= TASK OBJECTIVE =
Copy out the records below, swapping each "flag stars" for "stars on the flag" and keeping everything else the same.

= DATASET ENTRIES =

══════════════════════════════

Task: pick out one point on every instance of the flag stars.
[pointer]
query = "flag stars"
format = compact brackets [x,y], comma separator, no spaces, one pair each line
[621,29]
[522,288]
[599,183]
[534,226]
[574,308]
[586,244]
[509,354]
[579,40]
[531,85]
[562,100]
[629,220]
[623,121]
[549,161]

══════════════════════════════

= TASK ANSWER =
Task: pick out one point on every instance of the stars on the flag.
[pointer]
query = "stars on the flag"
format = compact brackets [x,y], comma separator, no spaces, one pair each line
[621,29]
[522,288]
[599,183]
[534,226]
[574,308]
[586,244]
[509,354]
[579,40]
[531,85]
[562,100]
[629,220]
[623,121]
[549,161]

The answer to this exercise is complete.